Instruction - Starting at the first line and stopping after the one that contains "[0,90,54,127]", write those lines out again with "trailer" swapped for "camper" and nothing else changed.
_ _ _ _
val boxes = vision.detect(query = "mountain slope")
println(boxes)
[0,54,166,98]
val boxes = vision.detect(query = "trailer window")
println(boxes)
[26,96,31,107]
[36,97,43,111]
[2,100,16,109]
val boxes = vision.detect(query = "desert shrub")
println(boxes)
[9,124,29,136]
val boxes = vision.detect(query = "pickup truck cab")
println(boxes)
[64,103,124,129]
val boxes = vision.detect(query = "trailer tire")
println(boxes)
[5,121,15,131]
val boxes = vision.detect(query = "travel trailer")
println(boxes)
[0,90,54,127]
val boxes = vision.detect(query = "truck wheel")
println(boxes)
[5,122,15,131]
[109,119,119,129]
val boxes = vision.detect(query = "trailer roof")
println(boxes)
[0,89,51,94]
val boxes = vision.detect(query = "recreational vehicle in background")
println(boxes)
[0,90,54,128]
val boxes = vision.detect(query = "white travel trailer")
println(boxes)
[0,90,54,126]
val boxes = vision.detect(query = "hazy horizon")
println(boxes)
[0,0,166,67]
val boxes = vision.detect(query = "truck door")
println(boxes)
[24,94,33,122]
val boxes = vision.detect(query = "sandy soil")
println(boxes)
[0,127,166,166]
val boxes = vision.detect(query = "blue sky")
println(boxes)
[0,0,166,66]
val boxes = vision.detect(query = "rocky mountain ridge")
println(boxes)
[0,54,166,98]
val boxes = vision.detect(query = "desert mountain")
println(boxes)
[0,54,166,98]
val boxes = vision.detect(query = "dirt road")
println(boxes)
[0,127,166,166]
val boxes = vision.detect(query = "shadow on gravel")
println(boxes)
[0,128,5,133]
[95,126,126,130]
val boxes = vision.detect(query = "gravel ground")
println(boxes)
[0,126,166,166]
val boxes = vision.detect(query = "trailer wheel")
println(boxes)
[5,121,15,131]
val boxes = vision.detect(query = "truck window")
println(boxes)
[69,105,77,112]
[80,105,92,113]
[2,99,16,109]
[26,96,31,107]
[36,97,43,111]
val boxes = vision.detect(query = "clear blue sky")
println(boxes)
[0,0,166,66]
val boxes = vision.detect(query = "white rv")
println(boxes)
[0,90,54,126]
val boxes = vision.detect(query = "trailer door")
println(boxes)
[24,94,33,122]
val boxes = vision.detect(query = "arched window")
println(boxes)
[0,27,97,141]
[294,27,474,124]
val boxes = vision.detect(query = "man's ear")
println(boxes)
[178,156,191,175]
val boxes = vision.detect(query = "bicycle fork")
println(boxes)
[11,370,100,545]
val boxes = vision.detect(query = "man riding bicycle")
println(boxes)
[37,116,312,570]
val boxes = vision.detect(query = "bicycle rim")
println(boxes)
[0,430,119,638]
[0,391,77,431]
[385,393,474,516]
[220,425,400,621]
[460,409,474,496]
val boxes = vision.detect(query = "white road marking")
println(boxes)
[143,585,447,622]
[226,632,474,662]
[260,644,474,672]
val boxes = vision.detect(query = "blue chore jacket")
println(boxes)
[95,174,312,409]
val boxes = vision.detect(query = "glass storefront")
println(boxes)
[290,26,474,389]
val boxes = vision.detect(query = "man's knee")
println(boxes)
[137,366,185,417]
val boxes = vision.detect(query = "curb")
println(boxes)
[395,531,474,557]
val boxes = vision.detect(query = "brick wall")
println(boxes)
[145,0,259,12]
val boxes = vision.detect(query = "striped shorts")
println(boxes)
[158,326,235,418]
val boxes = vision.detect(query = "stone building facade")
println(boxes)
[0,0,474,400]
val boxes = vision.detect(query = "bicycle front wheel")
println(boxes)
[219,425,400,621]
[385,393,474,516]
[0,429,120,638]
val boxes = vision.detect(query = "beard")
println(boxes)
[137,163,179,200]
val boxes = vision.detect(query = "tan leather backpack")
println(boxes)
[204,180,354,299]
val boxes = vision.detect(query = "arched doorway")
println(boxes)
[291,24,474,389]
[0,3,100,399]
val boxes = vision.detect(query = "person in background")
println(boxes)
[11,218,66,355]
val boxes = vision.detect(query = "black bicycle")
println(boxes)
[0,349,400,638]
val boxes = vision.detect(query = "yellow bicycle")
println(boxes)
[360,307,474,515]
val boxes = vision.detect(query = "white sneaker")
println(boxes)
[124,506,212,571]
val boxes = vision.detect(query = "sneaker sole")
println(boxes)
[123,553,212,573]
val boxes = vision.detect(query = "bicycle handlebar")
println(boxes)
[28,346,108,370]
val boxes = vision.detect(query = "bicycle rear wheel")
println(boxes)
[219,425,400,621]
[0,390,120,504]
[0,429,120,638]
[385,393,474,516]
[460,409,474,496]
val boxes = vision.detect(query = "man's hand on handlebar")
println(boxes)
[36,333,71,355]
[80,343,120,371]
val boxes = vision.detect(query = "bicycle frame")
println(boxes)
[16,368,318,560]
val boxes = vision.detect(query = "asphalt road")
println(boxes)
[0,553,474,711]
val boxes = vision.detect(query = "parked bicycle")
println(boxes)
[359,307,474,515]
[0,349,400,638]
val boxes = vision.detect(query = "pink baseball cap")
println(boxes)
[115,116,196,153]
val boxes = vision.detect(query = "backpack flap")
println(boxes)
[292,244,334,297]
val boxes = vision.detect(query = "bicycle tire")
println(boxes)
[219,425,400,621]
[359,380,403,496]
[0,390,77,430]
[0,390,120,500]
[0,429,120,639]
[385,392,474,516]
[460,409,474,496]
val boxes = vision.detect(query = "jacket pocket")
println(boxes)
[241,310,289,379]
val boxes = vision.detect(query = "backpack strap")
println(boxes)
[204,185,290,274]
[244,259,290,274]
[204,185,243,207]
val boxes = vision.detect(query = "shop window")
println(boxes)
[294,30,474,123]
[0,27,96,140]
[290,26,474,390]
_ _ _ _
Correct result -
val boxes = vision.detect(query = "mountain slope")
println(boxes)
[0,54,166,98]
val boxes = vision.detect(query = "camper window")
println(boxes)
[26,96,31,107]
[36,97,43,111]
[2,100,16,109]
val boxes = vision.detect(query = "desert shrub")
println(boxes)
[9,124,29,136]
val boxes = vision.detect(query = "pickup truck cab")
println(boxes)
[64,103,124,129]
val boxes = vision.detect(query = "camper tire")
println(boxes)
[5,121,15,131]
val boxes = vision.detect(query = "travel camper")
println(boxes)
[0,90,54,127]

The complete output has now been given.